* Exercise requirements: Every entry in the following data should be output exactly.
### Data
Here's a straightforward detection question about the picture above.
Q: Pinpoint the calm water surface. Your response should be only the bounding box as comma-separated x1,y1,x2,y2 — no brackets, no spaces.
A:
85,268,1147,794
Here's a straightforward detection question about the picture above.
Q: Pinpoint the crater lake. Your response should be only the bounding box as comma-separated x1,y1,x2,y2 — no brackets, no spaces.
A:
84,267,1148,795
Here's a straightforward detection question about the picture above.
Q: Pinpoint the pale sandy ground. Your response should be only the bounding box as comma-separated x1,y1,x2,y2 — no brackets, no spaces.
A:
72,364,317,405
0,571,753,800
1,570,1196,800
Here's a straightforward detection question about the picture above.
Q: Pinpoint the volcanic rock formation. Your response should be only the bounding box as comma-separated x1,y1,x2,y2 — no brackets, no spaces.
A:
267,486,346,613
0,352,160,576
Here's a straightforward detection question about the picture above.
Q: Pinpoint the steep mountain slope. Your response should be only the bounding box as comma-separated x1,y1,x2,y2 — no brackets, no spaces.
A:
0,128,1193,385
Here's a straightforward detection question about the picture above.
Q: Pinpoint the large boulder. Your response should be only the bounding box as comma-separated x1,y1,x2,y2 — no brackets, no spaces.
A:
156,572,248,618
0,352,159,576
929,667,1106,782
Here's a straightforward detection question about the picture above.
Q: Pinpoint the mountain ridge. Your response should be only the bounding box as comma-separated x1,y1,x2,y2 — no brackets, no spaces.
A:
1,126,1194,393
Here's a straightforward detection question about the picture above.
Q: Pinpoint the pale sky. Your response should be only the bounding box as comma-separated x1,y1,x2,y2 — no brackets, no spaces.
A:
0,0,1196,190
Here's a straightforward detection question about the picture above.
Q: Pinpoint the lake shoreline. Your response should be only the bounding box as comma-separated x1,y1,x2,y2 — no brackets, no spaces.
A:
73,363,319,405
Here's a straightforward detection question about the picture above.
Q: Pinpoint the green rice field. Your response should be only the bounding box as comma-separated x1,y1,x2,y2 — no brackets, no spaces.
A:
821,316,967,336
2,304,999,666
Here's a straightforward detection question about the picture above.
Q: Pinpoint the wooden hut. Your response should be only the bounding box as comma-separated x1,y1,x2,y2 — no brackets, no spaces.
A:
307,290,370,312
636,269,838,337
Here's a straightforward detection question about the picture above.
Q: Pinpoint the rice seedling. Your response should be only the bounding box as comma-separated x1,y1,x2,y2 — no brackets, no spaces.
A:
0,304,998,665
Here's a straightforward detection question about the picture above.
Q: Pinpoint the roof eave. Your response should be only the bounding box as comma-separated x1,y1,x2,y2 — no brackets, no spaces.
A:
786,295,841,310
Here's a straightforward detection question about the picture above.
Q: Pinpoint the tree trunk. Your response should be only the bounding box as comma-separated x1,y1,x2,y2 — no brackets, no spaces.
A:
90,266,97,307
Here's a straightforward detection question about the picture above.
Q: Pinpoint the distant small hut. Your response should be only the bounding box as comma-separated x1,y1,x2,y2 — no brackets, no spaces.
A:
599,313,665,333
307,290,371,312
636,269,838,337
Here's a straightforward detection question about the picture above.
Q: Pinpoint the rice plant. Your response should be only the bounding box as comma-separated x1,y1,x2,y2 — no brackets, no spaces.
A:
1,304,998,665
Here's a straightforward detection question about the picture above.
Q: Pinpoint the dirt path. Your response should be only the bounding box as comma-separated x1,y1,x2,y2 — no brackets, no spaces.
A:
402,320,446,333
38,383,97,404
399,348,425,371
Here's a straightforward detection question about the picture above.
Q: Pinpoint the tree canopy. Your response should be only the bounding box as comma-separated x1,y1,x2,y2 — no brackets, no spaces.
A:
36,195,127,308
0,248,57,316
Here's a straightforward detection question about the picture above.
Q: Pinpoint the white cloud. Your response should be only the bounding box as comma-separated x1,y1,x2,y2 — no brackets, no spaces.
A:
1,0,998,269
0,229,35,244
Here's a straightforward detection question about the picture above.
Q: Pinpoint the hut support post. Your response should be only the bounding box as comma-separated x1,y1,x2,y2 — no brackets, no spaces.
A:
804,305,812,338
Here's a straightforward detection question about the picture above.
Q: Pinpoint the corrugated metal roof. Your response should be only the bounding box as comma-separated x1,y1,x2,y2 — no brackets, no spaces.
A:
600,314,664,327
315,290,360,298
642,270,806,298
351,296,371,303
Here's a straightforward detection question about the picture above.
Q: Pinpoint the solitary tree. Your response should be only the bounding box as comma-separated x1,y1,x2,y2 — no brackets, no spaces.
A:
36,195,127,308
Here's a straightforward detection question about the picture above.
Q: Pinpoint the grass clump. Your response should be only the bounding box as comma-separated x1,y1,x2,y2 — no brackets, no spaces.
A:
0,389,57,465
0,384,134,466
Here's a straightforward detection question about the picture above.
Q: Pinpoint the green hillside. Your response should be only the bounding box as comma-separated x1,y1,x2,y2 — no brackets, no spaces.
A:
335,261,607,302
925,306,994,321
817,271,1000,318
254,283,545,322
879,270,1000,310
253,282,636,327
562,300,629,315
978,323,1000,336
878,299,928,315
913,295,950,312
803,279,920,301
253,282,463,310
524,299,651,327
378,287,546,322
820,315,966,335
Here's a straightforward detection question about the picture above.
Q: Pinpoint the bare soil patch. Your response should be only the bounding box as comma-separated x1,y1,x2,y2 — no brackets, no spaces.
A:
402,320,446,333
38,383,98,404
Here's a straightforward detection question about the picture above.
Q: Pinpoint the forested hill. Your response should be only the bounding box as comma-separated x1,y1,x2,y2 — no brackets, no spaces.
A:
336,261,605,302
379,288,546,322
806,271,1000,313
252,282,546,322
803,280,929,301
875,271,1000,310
######
* Answer below:
Here's a straightforward detection question about the picture above.
Q: Pinpoint the calm water surface. Your response should be only the bounding box as comma-separated x1,y1,x2,y2 — no brackets, no spaces.
A:
85,268,1147,794
Here's a straightforward detection question about the picture above.
Q: Pinpoint the crater lake. Your response should be only the bounding box as comma-separated x1,y1,x2,y2 — no brackets, no spaces.
A:
84,267,1148,795
Here's a straightforward detection question about the picture above.
Q: Pinpoint the pale sandy ground. Your response should be only the bounding box as comma-separated x1,y1,x2,y2 — no brackets, no spaces.
A:
72,364,317,405
0,571,753,800
1,570,1196,800
Here's a straightforward detection question about the picture above.
Q: Pinpoint the volcanic rock formation. Your response should be only the bounding box as comma-separated x1,y1,x2,y2 — no brackets, no spaces.
A:
267,486,346,613
0,352,160,576
Here's a straightforward detection question about the picture above.
Q: Pinpoint the steep mountain slope. Your response should be only the bounding box as comma-separated x1,y1,x2,y2 — no brackets, no spaces.
A:
0,128,1193,385
Here's a straightforward detection question about the picture above.
Q: Pinpoint the large boulder. Your response should be only the bounding box as comma-separated x1,y1,x2,y2 — no brackets, no spaces.
A:
156,572,248,618
0,352,159,576
929,667,1106,782
Here's a straightforward detection question about the picture above.
Q: Pinpoint the mountain ridge. Your response should be only the bounding box as comma-separated x1,y1,x2,y2 — no brackets, no spaces.
A:
1,126,1194,393
Here's a straightforward detection question about the picture above.
Q: Pinpoint the pale sky. Your response should be only the bounding box as comma-separated x1,y1,x2,y2 — no brackets, no spaces.
A:
0,0,1196,190
Here's a straightforward detection question about the picture above.
Q: Pinpoint the lake shoreline. Your response should be only the bounding box as comma-separated x1,y1,x2,y2 — no brackets, no spaces.
A:
73,363,319,405
Here's a straightforward detection question about the picture above.
Q: Pinpoint the green rice field. Your response should be only the bounding box as comma-separated x1,y1,x2,y2 — no brackets, no spaces.
A:
821,316,967,336
2,304,999,666
Here's a straightforward detection question about the picture above.
Q: Pinpoint the wooden hut. Your response should be only the bounding box as comma-separated x1,y1,x2,y2 — no brackets, no spaces.
A:
307,290,370,312
636,269,838,337
Here's a straightforward detection question about the picture above.
Q: Pinpoint the rice seedling. Your response should be only the bounding box as comma-separated x1,y1,x2,y2 — no brackets, no spaces.
A:
0,304,998,665
Here's a straightforward detection question about the picture above.
Q: Pinpoint the roof eave. Your response should be only the bounding box as comma-separated x1,y1,x2,y2 — no brackets, no spaces.
A:
786,295,841,310
Here's a straightforward detection question about the picture above.
Q: Pinpoint the tree trunk. Your response should be only the bounding box as comma-separated x1,y1,x2,y2 — no brackets, no spaces.
A:
90,266,97,307
Here's a straightforward detection question about the picture above.
Q: Pinpoint the distant small hut. Your response should be only the bounding box as comma-separated x1,y1,x2,y2 — no brackets, no spaces.
A:
599,313,665,333
307,290,371,312
636,269,838,337
Here's a straightforward detection question about the picture above.
Q: Pinpoint the rice plant. Your response should be only the bounding box as comma-separated x1,y1,x2,y2 — no brackets, no spaces.
A:
1,304,998,665
Here's a straightforward detection question about the picture above.
Q: Pinpoint the dirt path. Your response should be only the bounding box as comma-separated x1,y1,x2,y2 — no brackets, no spaces.
A:
402,320,446,333
38,383,97,404
399,348,425,371
Here's a straightforward detection question about the picture above.
Q: Pinpoint the tree canopy. Your response should be only the bounding box as comma-separated x1,y1,x2,y2 — no brackets, no spaces.
A:
36,195,127,308
0,248,57,316
Here's a straightforward detection question about the picture above.
Q: Pinpoint the white cloud. Your response should be only the bounding box as comma-separated x1,y1,x2,y2 — no brackets, no spaces.
A:
1,0,998,269
0,229,35,244
Here's a straightforward detection question about the picture above.
Q: Pinpoint the hut support post. Your response should be only the bounding box as comma-separated x1,y1,x2,y2 — no brackets, no spaces.
A:
804,305,812,338
Here's a straightforward detection question about the picture above.
Q: Pinpoint the corrugated metal roof. Your response should be only the bounding box as comma-separated x1,y1,x2,y2 — no brackets, no spaces.
A:
600,314,664,327
315,290,360,298
642,270,806,298
351,296,371,303
Here's a straightforward detection question about the picture above.
Q: Pinpoint the solitary tree. Your response should be only the bounding box as comma-separated x1,y1,x2,y2 — no brackets, no spaces.
A:
36,195,127,308
Here's a straightforward detection question about the picture above.
Q: Pinpoint the grass clump. Your response should be only the bounding box as comma-separated x1,y1,x2,y2 — no brackets, no spaces.
A:
0,389,57,465
0,384,134,466
Here's a straightforward detection question about the picture above.
Q: Pinpoint the green hillside. Your response should be only the bounding box as comma-separated x1,y1,x2,y2 — no brackets, no spaces.
A:
335,261,607,302
925,306,994,321
817,271,1000,318
254,283,545,322
879,270,1000,310
253,282,636,327
562,300,629,315
978,323,1000,336
878,299,928,315
913,295,950,312
803,279,920,301
253,282,463,310
524,299,651,327
378,287,546,322
820,315,966,335
Here's a straightforward detection question about the picture above.
Q: Pinpoint the bare soil patch. Your response should be only the bounding box as comma-separated x1,y1,x2,y2 — no brackets, no spaces.
A:
402,320,446,333
38,383,98,404
Here's a straightforward detection question about the picture above.
Q: Pinpoint the forested hill. Your response should be only the bounding box as comma-separated x1,y1,x2,y2 — no brackets, no spaces.
A:
336,261,605,302
379,288,546,322
806,271,1000,313
252,282,546,322
803,280,929,301
875,271,1000,310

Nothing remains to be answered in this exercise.